__Problem requirements__
Range to copy from the entries below: the line containing "mark the distant" through the line containing "mark the girl's arm | one pin per instance.", inclusive. Retype only those lines, exactly, without any images.

__Available data__
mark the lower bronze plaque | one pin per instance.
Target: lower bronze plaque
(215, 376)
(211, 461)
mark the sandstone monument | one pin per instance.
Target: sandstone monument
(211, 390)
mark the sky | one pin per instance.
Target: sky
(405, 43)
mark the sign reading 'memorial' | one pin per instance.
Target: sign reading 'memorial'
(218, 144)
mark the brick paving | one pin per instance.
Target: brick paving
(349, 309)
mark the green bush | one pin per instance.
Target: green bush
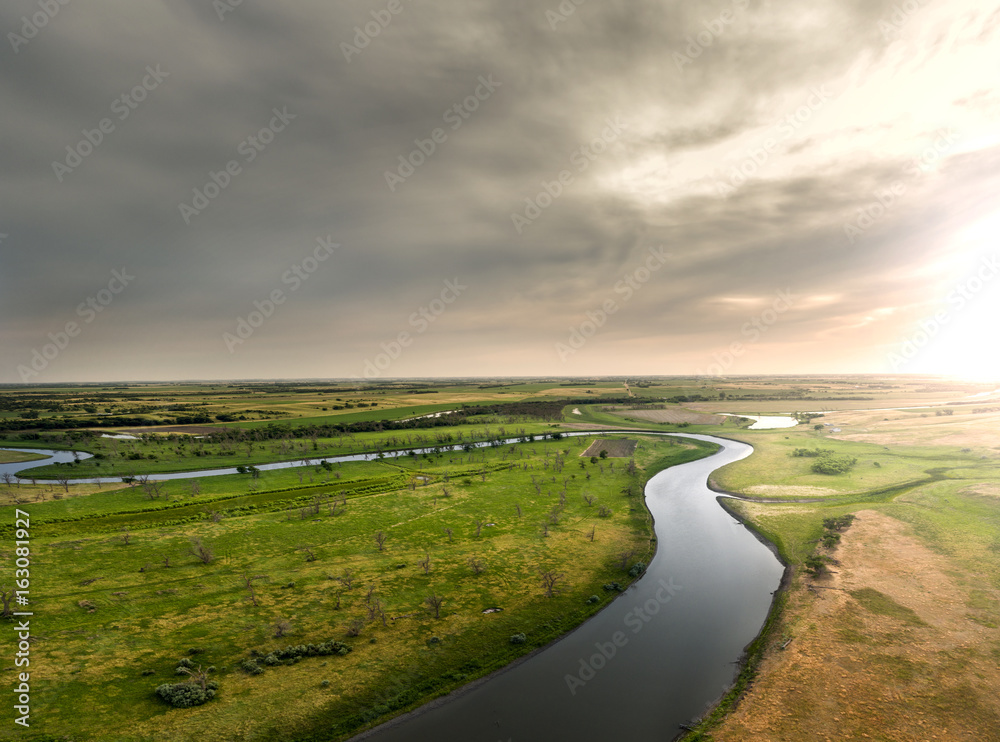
(830, 464)
(186, 695)
(250, 667)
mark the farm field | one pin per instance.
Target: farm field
(126, 597)
(906, 606)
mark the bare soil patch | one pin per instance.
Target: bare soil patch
(618, 448)
(889, 653)
(778, 490)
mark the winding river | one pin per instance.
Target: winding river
(656, 658)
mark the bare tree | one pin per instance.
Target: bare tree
(6, 596)
(376, 611)
(197, 675)
(549, 582)
(248, 584)
(434, 602)
(201, 551)
(622, 559)
(152, 489)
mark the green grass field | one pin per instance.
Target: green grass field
(109, 611)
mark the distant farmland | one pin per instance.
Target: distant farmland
(674, 416)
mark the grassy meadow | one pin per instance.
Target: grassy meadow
(896, 637)
(119, 597)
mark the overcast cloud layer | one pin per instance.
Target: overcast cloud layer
(809, 183)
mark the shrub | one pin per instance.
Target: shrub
(186, 695)
(830, 464)
(250, 667)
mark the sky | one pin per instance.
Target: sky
(386, 188)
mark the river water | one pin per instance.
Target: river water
(656, 658)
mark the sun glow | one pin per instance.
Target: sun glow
(963, 340)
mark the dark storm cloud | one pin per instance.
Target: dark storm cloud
(695, 86)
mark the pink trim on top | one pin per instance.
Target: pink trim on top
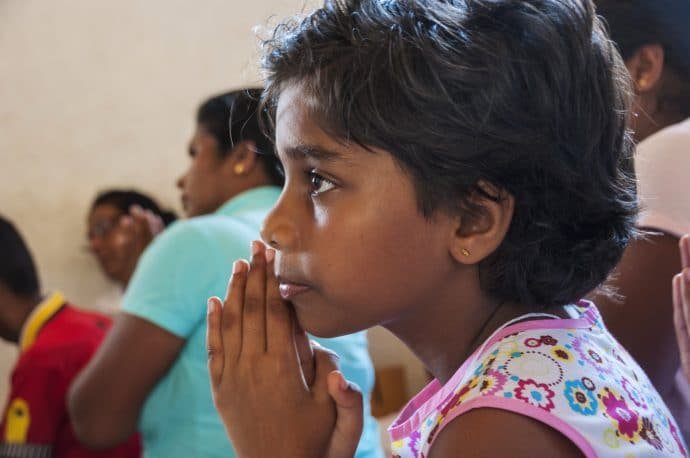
(521, 408)
(433, 395)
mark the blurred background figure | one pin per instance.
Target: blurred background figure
(653, 38)
(233, 179)
(110, 225)
(55, 340)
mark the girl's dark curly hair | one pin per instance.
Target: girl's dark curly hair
(530, 96)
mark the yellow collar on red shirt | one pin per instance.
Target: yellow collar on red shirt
(38, 318)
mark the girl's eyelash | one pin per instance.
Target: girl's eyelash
(318, 184)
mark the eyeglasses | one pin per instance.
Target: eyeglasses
(101, 228)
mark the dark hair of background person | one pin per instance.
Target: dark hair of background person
(636, 23)
(236, 116)
(528, 96)
(17, 269)
(123, 199)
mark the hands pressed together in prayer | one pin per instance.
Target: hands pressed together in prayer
(681, 306)
(277, 393)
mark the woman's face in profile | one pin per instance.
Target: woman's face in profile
(102, 222)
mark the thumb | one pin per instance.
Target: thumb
(349, 416)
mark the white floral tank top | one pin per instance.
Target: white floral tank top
(570, 374)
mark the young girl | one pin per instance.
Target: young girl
(459, 172)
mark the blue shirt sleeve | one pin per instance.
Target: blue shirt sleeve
(171, 283)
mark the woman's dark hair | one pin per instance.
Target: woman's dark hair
(123, 199)
(17, 268)
(636, 23)
(234, 117)
(530, 97)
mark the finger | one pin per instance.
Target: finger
(254, 314)
(685, 250)
(349, 416)
(231, 323)
(278, 316)
(305, 353)
(214, 340)
(326, 361)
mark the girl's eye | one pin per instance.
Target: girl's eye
(318, 184)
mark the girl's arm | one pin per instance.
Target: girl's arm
(500, 433)
(681, 307)
(106, 398)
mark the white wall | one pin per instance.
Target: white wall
(97, 93)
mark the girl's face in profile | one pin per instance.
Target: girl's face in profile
(102, 222)
(353, 250)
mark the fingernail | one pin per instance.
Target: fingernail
(237, 266)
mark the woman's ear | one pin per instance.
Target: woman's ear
(478, 234)
(242, 159)
(646, 67)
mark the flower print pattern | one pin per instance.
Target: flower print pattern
(626, 421)
(650, 435)
(562, 354)
(492, 382)
(575, 375)
(580, 398)
(590, 356)
(537, 394)
(633, 393)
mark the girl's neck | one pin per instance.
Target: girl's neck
(445, 336)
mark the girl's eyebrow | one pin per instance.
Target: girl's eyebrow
(304, 151)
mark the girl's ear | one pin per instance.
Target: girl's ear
(645, 67)
(477, 235)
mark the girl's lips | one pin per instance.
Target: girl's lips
(290, 290)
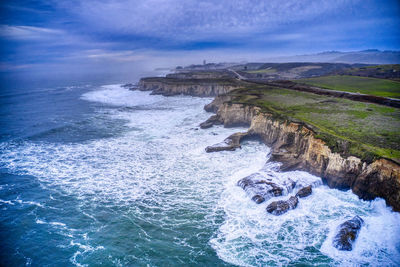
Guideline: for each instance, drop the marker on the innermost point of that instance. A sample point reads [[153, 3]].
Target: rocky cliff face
[[295, 146], [200, 88]]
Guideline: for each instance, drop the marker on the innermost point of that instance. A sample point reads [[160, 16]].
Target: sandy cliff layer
[[295, 146], [200, 88]]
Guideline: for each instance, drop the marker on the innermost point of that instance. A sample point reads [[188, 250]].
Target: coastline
[[293, 143]]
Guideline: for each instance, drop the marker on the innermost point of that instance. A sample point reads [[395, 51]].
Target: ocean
[[103, 176]]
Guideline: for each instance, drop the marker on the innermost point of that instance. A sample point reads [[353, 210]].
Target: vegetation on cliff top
[[368, 131], [195, 81], [355, 84]]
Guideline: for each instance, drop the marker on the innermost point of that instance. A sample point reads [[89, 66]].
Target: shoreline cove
[[144, 191], [293, 143]]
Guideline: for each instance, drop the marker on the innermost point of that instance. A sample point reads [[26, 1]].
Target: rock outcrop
[[261, 188], [304, 192], [294, 145], [229, 144], [199, 87], [347, 233], [213, 120], [282, 206]]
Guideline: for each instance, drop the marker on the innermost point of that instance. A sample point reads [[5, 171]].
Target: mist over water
[[103, 175]]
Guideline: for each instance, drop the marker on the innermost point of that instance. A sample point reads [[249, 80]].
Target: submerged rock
[[261, 188], [304, 192], [213, 120], [282, 206], [347, 233], [229, 144]]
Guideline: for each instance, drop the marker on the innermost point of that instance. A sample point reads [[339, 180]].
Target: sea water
[[105, 176]]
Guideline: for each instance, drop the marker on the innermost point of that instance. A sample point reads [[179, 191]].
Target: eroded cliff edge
[[296, 147], [294, 143]]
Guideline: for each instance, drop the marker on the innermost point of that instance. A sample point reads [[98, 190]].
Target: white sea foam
[[161, 165]]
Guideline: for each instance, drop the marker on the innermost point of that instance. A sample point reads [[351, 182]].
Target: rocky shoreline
[[294, 144]]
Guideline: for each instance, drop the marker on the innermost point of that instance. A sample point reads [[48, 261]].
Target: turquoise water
[[103, 176]]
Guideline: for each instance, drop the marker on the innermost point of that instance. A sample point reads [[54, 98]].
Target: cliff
[[295, 145], [348, 143]]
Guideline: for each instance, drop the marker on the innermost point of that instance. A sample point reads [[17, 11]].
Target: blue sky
[[110, 36]]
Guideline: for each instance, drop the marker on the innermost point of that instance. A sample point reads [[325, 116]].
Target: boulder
[[213, 120], [229, 144], [282, 206], [304, 192], [347, 233], [260, 188]]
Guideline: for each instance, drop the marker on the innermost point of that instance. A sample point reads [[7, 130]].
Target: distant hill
[[371, 56]]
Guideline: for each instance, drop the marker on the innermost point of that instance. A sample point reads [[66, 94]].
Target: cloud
[[193, 19], [28, 32]]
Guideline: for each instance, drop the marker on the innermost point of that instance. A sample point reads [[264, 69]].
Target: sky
[[120, 39]]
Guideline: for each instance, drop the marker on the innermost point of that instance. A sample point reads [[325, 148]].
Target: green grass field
[[370, 131], [268, 70], [355, 84]]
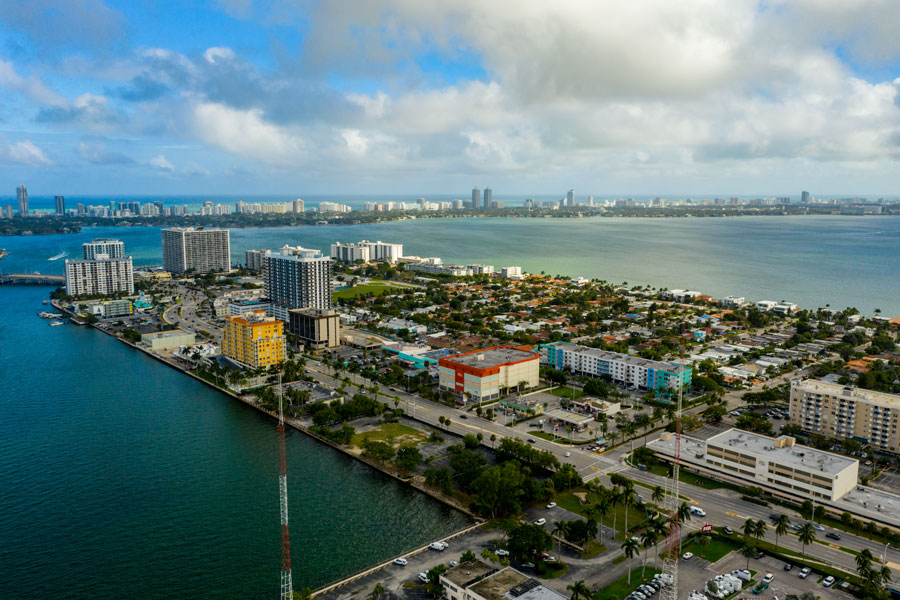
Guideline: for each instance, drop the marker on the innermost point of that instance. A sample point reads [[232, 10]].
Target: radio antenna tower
[[673, 502], [287, 587]]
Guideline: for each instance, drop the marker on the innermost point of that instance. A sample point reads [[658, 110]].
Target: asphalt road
[[186, 318], [588, 464]]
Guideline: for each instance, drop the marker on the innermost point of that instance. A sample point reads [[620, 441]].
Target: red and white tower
[[673, 502], [287, 586]]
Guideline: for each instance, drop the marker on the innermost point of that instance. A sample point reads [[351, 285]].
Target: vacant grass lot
[[637, 516], [375, 288], [397, 434], [715, 550], [567, 393]]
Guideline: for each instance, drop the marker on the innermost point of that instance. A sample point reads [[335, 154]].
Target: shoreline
[[699, 212], [411, 483]]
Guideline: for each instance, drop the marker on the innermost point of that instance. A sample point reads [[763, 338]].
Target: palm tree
[[580, 590], [630, 546], [560, 528], [659, 525], [749, 528], [648, 540], [864, 561], [806, 535], [378, 592], [748, 551], [615, 498], [759, 529], [628, 499], [598, 512], [782, 523]]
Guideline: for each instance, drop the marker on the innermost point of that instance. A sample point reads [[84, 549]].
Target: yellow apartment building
[[254, 340]]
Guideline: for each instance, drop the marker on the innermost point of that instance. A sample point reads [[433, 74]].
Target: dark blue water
[[121, 477]]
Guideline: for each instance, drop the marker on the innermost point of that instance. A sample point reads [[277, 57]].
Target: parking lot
[[785, 582], [888, 481]]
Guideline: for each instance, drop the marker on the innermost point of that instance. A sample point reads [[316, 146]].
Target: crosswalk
[[604, 466]]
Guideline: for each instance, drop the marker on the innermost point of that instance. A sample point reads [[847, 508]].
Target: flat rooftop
[[497, 585], [625, 358], [156, 335], [568, 416], [491, 357], [849, 392], [463, 573], [795, 456]]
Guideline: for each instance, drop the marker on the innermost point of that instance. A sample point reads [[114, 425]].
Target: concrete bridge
[[31, 279]]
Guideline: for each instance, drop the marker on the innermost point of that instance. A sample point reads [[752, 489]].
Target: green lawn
[[619, 588], [402, 435], [715, 550], [636, 516], [559, 439], [367, 290], [566, 393]]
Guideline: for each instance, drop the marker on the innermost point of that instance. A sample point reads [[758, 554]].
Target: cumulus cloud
[[246, 133], [162, 163], [643, 88], [24, 152], [96, 153], [90, 111], [31, 87]]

__Written solution__
mark the distant farmland | one pin per instance.
Target: distant farmland
(674, 416)
mark the grassy meadow | one pin per instance.
Target: grassy meadow
(896, 637)
(119, 597)
mark the overcast cloud layer | one pin per instance.
Target: overcast cloud layer
(809, 183)
mark the shrub | one pin per instance.
Target: shrub
(186, 695)
(830, 464)
(250, 667)
mark the sky | one pin per instance.
Target: sky
(386, 188)
mark the river water | one pin per instance.
Target: river water
(656, 658)
mark the sun glow | one pin per instance.
Target: sun glow
(963, 340)
mark the dark storm cloud | one pin per instance.
Target: dark storm cloud
(695, 86)
mark the pink trim on top | one pin per instance.
Target: pink trim on top
(521, 408)
(433, 395)
mark the blurred background figure | one pin per instance.
Target: blurred background figure
(653, 38)
(233, 179)
(110, 225)
(55, 340)
mark the girl's dark curly hair | one pin per instance.
Target: girl's dark curly hair
(530, 96)
mark the yellow collar on red shirt | one pin per instance.
Target: yellow collar on red shirt
(38, 318)
mark the girl's eyelash | one pin per instance.
Target: girl's eyelash
(318, 184)
mark the eyeglasses | one pin per instance.
Target: eyeglasses
(101, 228)
mark the dark hair of background person | one pin per instance.
Target: dark hair of background person
(636, 23)
(236, 116)
(528, 96)
(17, 269)
(123, 199)
mark the hands pressed together in prayer | one pin per instance.
Target: hands pressed together in prayer
(681, 306)
(277, 393)
mark the woman's face in profile | one pin per instance.
Target: woman's face in profile
(102, 222)
mark the thumb | one pin per instance.
Target: thumb
(349, 416)
mark the white floral tank top | one pin per instance.
Target: white floral tank top
(570, 374)
mark the young girl | one pin per instance.
Target: young girl
(459, 172)
mark the blue shirt sleeve | one pin per instance.
Target: blue shirt sleeve
(171, 283)
mark the woman's dark hair | one pin per instance.
Target: woman's dark hair
(123, 199)
(17, 268)
(636, 23)
(234, 117)
(530, 97)
mark the finger | one pin per instance.
Target: finger
(254, 314)
(685, 250)
(349, 416)
(231, 323)
(278, 316)
(305, 353)
(214, 340)
(326, 361)
mark the girl's eye | one pin per instance.
Target: girl's eye
(318, 184)
mark the girl's arm | one pin per instance.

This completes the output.